Exercise description: Rewrite each of the records below with every "biggest circle" changed to "largest circle", keeping all other text the same.

Data lines:
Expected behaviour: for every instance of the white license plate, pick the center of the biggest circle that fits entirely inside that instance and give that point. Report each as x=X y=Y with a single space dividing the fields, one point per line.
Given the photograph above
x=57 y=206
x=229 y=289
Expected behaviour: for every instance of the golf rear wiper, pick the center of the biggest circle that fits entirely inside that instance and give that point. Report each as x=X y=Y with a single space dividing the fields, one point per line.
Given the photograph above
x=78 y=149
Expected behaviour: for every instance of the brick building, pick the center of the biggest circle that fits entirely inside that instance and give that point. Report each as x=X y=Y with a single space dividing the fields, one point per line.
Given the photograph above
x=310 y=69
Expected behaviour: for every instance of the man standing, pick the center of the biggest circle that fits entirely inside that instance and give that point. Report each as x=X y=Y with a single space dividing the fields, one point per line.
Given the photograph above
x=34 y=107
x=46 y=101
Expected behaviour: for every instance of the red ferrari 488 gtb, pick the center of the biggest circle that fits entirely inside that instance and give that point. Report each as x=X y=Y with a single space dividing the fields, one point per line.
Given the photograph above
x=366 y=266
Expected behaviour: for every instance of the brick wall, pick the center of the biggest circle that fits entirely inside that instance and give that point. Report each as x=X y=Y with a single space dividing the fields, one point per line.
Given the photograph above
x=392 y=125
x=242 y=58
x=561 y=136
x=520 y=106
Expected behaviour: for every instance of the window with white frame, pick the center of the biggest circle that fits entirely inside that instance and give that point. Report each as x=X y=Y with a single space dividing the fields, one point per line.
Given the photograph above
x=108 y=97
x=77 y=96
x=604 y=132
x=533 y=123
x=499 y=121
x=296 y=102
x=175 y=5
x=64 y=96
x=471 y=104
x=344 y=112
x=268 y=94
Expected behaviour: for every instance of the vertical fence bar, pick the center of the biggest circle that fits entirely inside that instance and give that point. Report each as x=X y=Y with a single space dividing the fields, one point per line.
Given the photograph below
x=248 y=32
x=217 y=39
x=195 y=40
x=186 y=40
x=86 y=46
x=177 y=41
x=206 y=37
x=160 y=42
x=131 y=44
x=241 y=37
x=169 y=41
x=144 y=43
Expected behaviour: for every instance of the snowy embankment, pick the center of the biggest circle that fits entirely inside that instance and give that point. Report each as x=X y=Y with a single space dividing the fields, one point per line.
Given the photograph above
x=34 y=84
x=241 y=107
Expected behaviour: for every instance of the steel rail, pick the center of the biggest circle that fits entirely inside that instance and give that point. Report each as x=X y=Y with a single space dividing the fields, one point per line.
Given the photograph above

Worked answer:
Expected behaviour: for every instance of the white license plate, pick the center of the largest circle that fits entirely inside that instance and give that point. Report each as x=X y=Y with a single space dividing the fields, one point per line.
Given the photograph above
x=57 y=206
x=229 y=289
Expected behaviour: for every instance of the golf rear wiper, pick the center of the largest circle that fits entirely inside that instance and give that point. Report each as x=X y=Y with a single space dividing the fields, one point per line.
Given the photograph above
x=78 y=149
Expected behaviour: for every instance of the brick building, pick the center of the largest circle that fits entirely inside that instance and give that point. Report each as x=X y=Y with a single space dividing the fields, one point per line.
Given the photograph above
x=310 y=69
Expected behaviour: for every instance of the man standing, pick the center of the largest circle that fits entirely inside that instance and give that point. Report each as x=X y=Y with a single space dividing the fields, one point per line.
Given the photograph above
x=34 y=107
x=46 y=101
Expected behaviour: for every instance of the red ferrari 488 gtb, pick the center of the largest circle that fits entirely inside that instance and give that point. Report each as x=X y=Y with a single space dividing the fields, one point per line.
Given the photograph above
x=366 y=266
Expected behaviour: for every instance of the brick wall, pick the center of the largest circle that fits entirely inside that instance and give that point. Report each as x=X y=Y with a single space dividing the fields, one point per line.
Given the photograph above
x=392 y=125
x=242 y=58
x=561 y=136
x=520 y=106
Expected behaviour: for every instance of the window with white frame, pick the center of the largest circle that fits entirely inside that instance and give that point. Report each as x=X y=Y with a single space dividing the fields, one point per line.
Given the photograph above
x=108 y=97
x=77 y=96
x=604 y=132
x=533 y=123
x=499 y=121
x=296 y=102
x=175 y=5
x=64 y=96
x=471 y=104
x=344 y=112
x=268 y=94
Expected behaviour: for every instance of the vertical fence bar, pick the center of the largest circle that fits entirely inside that instance and give that point. Report each as x=X y=Y with a single space dividing the fields, one point per line.
Given the photograph below
x=248 y=32
x=217 y=39
x=195 y=40
x=186 y=40
x=86 y=46
x=177 y=41
x=206 y=37
x=160 y=42
x=131 y=44
x=241 y=37
x=169 y=41
x=144 y=43
Expected behaviour: for every instance of the snowy embankment, pick the center of the largest circle that fits entirely inside that instance and give that point. Report each as x=X y=Y with a single space dividing the fields, one point per line.
Given the photograph above
x=34 y=84
x=241 y=107
Expected behaviour: for every instance of the steel rail, pick the center of the largest circle that fits entirely inside that instance and give that point. Report each as x=X y=Y with a single space dividing the fields, one point per line.
Given the photograph above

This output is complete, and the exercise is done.